- [Goal]:
Each entry has to be copied exactly, with nothing missed.
--- Begin Entries shown ---
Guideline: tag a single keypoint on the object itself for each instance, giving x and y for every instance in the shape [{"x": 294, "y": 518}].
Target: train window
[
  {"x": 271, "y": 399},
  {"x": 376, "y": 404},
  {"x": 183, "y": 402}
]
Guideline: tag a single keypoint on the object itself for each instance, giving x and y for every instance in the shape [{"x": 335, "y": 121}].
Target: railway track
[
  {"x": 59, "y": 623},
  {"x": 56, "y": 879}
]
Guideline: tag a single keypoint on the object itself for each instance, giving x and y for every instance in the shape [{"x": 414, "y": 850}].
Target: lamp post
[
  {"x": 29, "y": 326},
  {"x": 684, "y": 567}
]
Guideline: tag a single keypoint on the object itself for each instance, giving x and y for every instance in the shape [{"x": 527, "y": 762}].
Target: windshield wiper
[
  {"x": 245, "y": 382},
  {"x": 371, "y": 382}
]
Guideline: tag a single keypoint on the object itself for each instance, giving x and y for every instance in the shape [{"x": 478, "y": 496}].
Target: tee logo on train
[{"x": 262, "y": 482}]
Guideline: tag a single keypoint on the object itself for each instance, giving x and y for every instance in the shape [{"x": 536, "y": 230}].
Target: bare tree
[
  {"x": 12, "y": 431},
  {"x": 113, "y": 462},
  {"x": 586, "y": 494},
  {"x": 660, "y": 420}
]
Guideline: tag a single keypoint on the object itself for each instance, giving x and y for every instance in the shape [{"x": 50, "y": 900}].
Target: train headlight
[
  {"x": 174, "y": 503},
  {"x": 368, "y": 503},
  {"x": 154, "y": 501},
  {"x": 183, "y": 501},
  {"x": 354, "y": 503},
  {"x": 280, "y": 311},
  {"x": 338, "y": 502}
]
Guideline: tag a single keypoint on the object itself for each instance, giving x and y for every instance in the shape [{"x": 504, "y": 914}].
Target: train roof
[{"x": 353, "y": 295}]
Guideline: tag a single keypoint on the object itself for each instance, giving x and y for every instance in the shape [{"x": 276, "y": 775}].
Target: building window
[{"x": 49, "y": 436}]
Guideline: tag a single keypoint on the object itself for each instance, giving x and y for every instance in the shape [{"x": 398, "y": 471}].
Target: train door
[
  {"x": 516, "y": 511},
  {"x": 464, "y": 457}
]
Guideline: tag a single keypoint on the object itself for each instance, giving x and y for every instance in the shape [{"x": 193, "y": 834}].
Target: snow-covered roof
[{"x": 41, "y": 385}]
--- End Entries shown ---
- [Reply]:
Guideline: tag a single keypoint on the object itself for each instance, giving x and y for every instance in the shape [{"x": 294, "y": 518}].
Target: train window
[
  {"x": 271, "y": 399},
  {"x": 376, "y": 404},
  {"x": 183, "y": 402}
]
Guideline: tag a single keypoint on the object itself for each instance, giving x and y for every instance in the shape [{"x": 335, "y": 121}].
Target: railway track
[
  {"x": 59, "y": 623},
  {"x": 56, "y": 879}
]
Guideline: tag a single keypoint on the object itself for each instance, giving x and y for every instance in the shape [{"x": 414, "y": 850}].
Target: lamp post
[
  {"x": 29, "y": 326},
  {"x": 684, "y": 567}
]
Guideline: tag a single keypoint on the object itself for each instance, giving x and y for every instance in the shape [{"x": 527, "y": 762}].
Target: windshield wiper
[
  {"x": 245, "y": 382},
  {"x": 371, "y": 382}
]
Guideline: tag a single keypoint on the object itself for each instance, giving x and y for every instance in the shape [{"x": 478, "y": 496}].
Target: tee logo on train
[{"x": 262, "y": 482}]
Guideline: tag a single keypoint on the object itself for each instance, giving x and y for every instance in the shape [{"x": 536, "y": 230}].
Target: bare tree
[
  {"x": 12, "y": 431},
  {"x": 113, "y": 462},
  {"x": 586, "y": 494},
  {"x": 660, "y": 420}
]
Guideline: tag a single keypoint on the object itself for each instance, giving x and y for every instance in the shape [{"x": 50, "y": 900}].
Target: train headlight
[
  {"x": 174, "y": 503},
  {"x": 368, "y": 503},
  {"x": 154, "y": 501},
  {"x": 183, "y": 501},
  {"x": 354, "y": 503},
  {"x": 280, "y": 311},
  {"x": 338, "y": 502}
]
Guideline: tag a single keypoint on the object itself for each instance, giving x and y for every instance in the shape [{"x": 504, "y": 914}].
Target: train roof
[{"x": 353, "y": 295}]
Guideline: tag a single keypoint on the object itself for each instance, giving x and y for every instance in the shape [{"x": 276, "y": 775}].
Target: building window
[{"x": 49, "y": 436}]
Guideline: tag a single keypoint on the object itself for each instance, giving x and y for every instance in the shape [{"x": 398, "y": 471}].
Target: train door
[
  {"x": 516, "y": 511},
  {"x": 464, "y": 457}
]
Guideline: tag a single keypoint on the object itself for each instance, giving x and y for every instance in the shape [{"x": 193, "y": 834}].
Target: snow-covered roof
[{"x": 41, "y": 385}]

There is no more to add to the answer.